**EXERCISE DESCRIPTION**
Turn the paragraph beginning "Your Majesty's kind letter" in the letter below into a short bulleted list that keeps its main facts.

**PASSAGE PROVIDED**
=-=-=-=-=

Your Majesty's kind letter which Prince Arthur of Connaught was kind enough to hand me gave me a great deal of pleasure. You may be sure that the generous message of friendship which it conveyed met with a very warm response in my sentiments towards yourself and the great people for whom you speak. It has been delightful and inspiring to feel the temper of our people here as it has responded to the duties of the great task to which with your own people we have now set our hands. You have yourself evidently felt it in the American sailors with whom you have talked. It is not a mere spirit of adventure. It is a high spirit of duty. It is an eagerness to fight for the deepest conviction of our lives. And I am sure that I am speaking for my fellow countrymen when I say that it is a deep satisfaction to know that we are standing shoulder to shoulder with the people of the indomitable English lands who hold like convictions with our own of right and justice and liberty. I am glad that you have known Colonel House and have had an opportunity to learn from him at first hand just what our spirit and our principles are. May I not express the earnest hope that as these trying months of comradeship in this tremendous struggle go by the two great nations and the men who guide them may be drawn closer and closer together in a keen understandingand cooperation. The victory is certain if we but keep the conviction true. It was a great pleasure to meet your cousin Prince Arthur of Connaught and to know him for the sincere and straightforward gentleman he is. Please accept my assurances of sincere friendship. I hope that some day we may meet face to face and that I may have the same opportunity that Colonel House has had to make you feel with what genuine and unaffected sentiment I can subscribe myself.

=-=-=-=-=

**DATA SUPPLIED**

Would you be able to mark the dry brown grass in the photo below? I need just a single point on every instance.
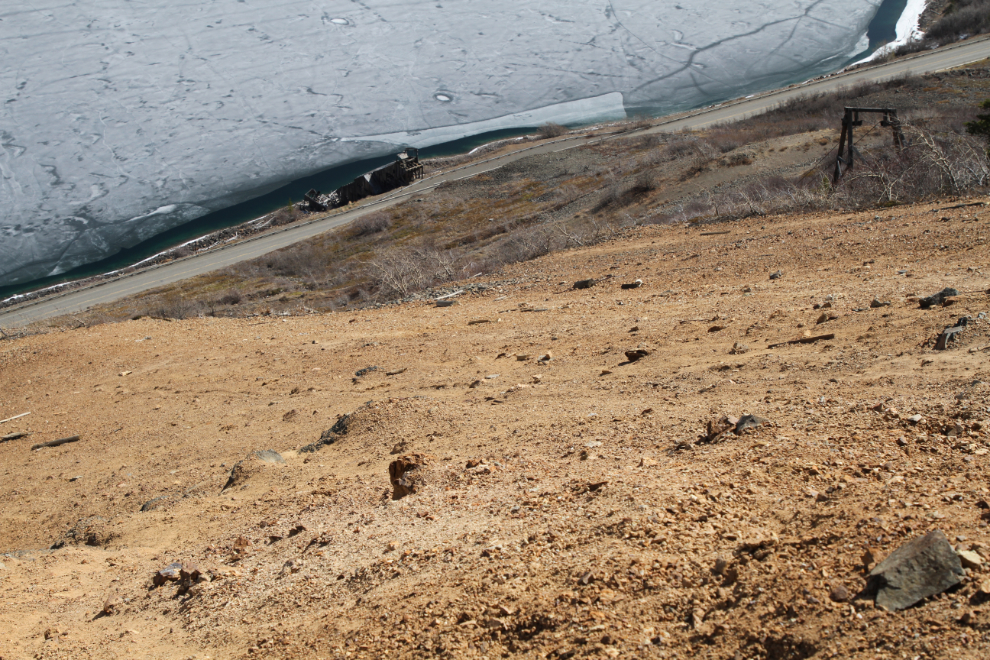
(526, 210)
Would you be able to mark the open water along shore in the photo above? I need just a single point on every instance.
(267, 197)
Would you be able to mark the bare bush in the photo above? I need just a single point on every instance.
(285, 215)
(551, 130)
(646, 181)
(174, 306)
(372, 223)
(398, 273)
(231, 297)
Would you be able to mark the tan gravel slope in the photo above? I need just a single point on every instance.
(570, 505)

=-=-=-=-=

**WORKED ANSWER**
- The letter from the King, handed over by Prince Arthur of Connaught, gave great pleasure, and its message of friendship is warmly returned.
- The American people have taken up the war's duties together with the British people, out of a high spirit of duty rather than a mere spirit of adventure. The recipient has seen this in American sailors.
- It is a deep satisfaction to stand shoulder to shoulder with the English lands, which share convictions of right, justice, and liberty.
- Colonel House has been able to explain American spirit and principles firsthand.
- The hope is that the two nations and their leaders will grow closer in understanding and cooperation, and victory is certain if the conviction holds true.
- Meeting Prince Arthur, a sincere and straightforward gentleman, was a great pleasure.
- The writer offers sincere friendship and hopes to meet face to face one day.